Find every line in the rows below that contains the word "street", and copy each of those lines. Case matters.

*Input*.
⁂

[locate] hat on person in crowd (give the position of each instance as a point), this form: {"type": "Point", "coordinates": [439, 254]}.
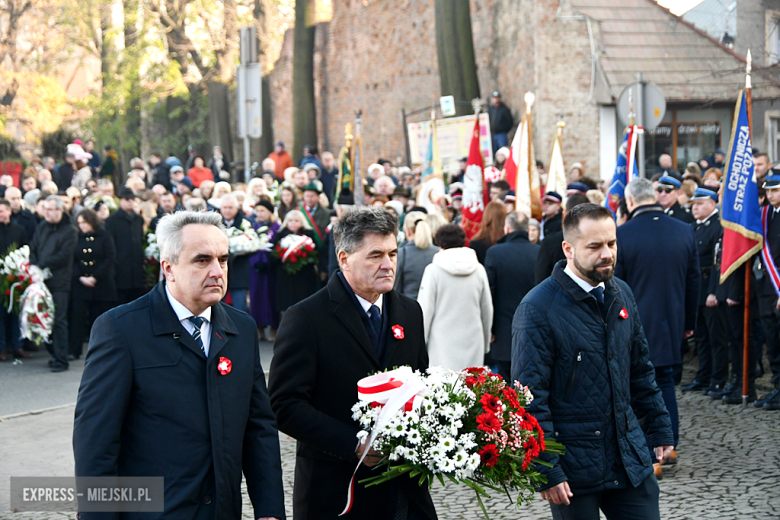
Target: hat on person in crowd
{"type": "Point", "coordinates": [772, 181]}
{"type": "Point", "coordinates": [669, 182]}
{"type": "Point", "coordinates": [400, 190]}
{"type": "Point", "coordinates": [395, 206]}
{"type": "Point", "coordinates": [311, 166]}
{"type": "Point", "coordinates": [127, 193]}
{"type": "Point", "coordinates": [576, 187]}
{"type": "Point", "coordinates": [313, 186]}
{"type": "Point", "coordinates": [187, 182]}
{"type": "Point", "coordinates": [78, 152]}
{"type": "Point", "coordinates": [31, 197]}
{"type": "Point", "coordinates": [706, 192]}
{"type": "Point", "coordinates": [374, 166]}
{"type": "Point", "coordinates": [266, 204]}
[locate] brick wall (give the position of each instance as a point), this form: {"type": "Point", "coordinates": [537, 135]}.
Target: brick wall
{"type": "Point", "coordinates": [381, 58]}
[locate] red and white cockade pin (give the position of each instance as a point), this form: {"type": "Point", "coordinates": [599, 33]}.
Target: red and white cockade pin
{"type": "Point", "coordinates": [398, 332]}
{"type": "Point", "coordinates": [224, 366]}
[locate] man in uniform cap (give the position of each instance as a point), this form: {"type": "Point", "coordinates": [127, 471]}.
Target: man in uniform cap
{"type": "Point", "coordinates": [668, 193]}
{"type": "Point", "coordinates": [319, 219]}
{"type": "Point", "coordinates": [501, 121]}
{"type": "Point", "coordinates": [710, 333]}
{"type": "Point", "coordinates": [576, 187]}
{"type": "Point", "coordinates": [768, 302]}
{"type": "Point", "coordinates": [553, 214]}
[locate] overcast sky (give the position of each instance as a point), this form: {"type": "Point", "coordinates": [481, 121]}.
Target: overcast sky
{"type": "Point", "coordinates": [678, 7]}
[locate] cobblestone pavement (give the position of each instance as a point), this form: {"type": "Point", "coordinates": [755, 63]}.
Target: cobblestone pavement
{"type": "Point", "coordinates": [729, 466]}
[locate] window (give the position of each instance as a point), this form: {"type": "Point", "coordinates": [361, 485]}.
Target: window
{"type": "Point", "coordinates": [772, 28]}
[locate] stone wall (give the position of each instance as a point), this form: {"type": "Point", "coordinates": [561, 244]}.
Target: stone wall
{"type": "Point", "coordinates": [381, 58]}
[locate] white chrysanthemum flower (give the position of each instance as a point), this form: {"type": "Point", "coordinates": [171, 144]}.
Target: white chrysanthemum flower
{"type": "Point", "coordinates": [448, 443]}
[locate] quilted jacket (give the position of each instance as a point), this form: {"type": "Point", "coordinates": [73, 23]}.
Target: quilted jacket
{"type": "Point", "coordinates": [592, 381]}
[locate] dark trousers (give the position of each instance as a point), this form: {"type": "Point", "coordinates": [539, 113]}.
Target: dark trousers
{"type": "Point", "coordinates": [770, 320]}
{"type": "Point", "coordinates": [83, 314]}
{"type": "Point", "coordinates": [736, 326]}
{"type": "Point", "coordinates": [128, 295]}
{"type": "Point", "coordinates": [664, 378]}
{"type": "Point", "coordinates": [504, 369]}
{"type": "Point", "coordinates": [58, 347]}
{"type": "Point", "coordinates": [9, 324]}
{"type": "Point", "coordinates": [631, 503]}
{"type": "Point", "coordinates": [711, 347]}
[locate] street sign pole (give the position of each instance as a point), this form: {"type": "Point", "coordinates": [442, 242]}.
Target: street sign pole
{"type": "Point", "coordinates": [249, 102]}
{"type": "Point", "coordinates": [641, 123]}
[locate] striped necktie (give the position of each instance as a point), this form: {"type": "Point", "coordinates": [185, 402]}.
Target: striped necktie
{"type": "Point", "coordinates": [198, 322]}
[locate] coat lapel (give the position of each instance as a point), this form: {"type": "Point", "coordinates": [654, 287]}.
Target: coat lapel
{"type": "Point", "coordinates": [396, 315]}
{"type": "Point", "coordinates": [345, 311]}
{"type": "Point", "coordinates": [165, 322]}
{"type": "Point", "coordinates": [221, 326]}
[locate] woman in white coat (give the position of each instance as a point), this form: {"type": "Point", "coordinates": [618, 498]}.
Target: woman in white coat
{"type": "Point", "coordinates": [456, 303]}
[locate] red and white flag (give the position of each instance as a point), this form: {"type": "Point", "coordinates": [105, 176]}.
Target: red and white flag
{"type": "Point", "coordinates": [521, 172]}
{"type": "Point", "coordinates": [475, 192]}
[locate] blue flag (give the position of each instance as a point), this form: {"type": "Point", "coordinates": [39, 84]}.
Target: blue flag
{"type": "Point", "coordinates": [741, 215]}
{"type": "Point", "coordinates": [620, 176]}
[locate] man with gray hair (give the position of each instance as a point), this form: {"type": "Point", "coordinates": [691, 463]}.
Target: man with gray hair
{"type": "Point", "coordinates": [510, 266]}
{"type": "Point", "coordinates": [173, 387]}
{"type": "Point", "coordinates": [354, 326]}
{"type": "Point", "coordinates": [53, 247]}
{"type": "Point", "coordinates": [666, 291]}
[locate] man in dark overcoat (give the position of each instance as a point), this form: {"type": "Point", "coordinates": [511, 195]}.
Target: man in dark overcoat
{"type": "Point", "coordinates": [578, 343]}
{"type": "Point", "coordinates": [173, 387]}
{"type": "Point", "coordinates": [667, 292]}
{"type": "Point", "coordinates": [510, 269]}
{"type": "Point", "coordinates": [127, 229]}
{"type": "Point", "coordinates": [710, 335]}
{"type": "Point", "coordinates": [355, 326]}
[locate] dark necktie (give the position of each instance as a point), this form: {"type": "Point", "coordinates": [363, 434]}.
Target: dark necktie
{"type": "Point", "coordinates": [598, 293]}
{"type": "Point", "coordinates": [375, 317]}
{"type": "Point", "coordinates": [198, 322]}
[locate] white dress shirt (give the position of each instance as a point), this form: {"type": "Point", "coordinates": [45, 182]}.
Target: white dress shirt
{"type": "Point", "coordinates": [585, 286]}
{"type": "Point", "coordinates": [183, 314]}
{"type": "Point", "coordinates": [367, 304]}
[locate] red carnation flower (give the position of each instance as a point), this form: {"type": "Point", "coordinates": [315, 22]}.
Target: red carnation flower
{"type": "Point", "coordinates": [490, 403]}
{"type": "Point", "coordinates": [488, 422]}
{"type": "Point", "coordinates": [489, 455]}
{"type": "Point", "coordinates": [511, 396]}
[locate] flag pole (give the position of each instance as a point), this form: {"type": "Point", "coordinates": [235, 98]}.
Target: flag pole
{"type": "Point", "coordinates": [746, 330]}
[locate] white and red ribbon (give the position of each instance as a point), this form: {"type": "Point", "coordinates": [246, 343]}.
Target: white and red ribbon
{"type": "Point", "coordinates": [298, 243]}
{"type": "Point", "coordinates": [396, 390]}
{"type": "Point", "coordinates": [766, 254]}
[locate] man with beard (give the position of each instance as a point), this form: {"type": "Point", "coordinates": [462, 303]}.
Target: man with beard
{"type": "Point", "coordinates": [668, 309]}
{"type": "Point", "coordinates": [578, 343]}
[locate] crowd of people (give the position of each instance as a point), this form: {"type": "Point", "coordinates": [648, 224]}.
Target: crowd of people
{"type": "Point", "coordinates": [91, 232]}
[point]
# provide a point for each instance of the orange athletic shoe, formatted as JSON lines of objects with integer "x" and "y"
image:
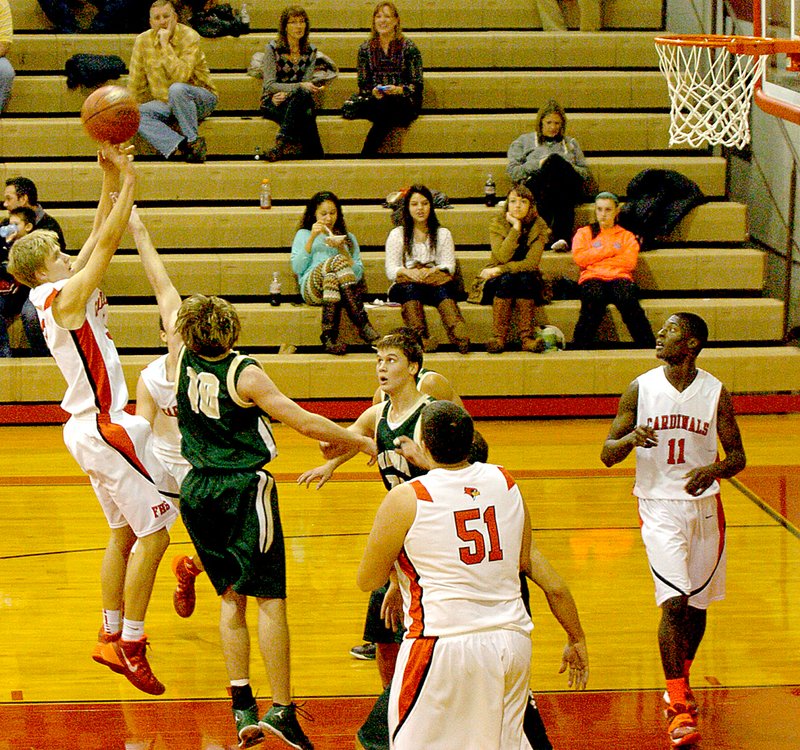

⁂

*Output for this task*.
[locate] street sign pole (give the position of each instance as a point), this form: {"type": "Point", "coordinates": [442, 242]}.
Target: street sign pole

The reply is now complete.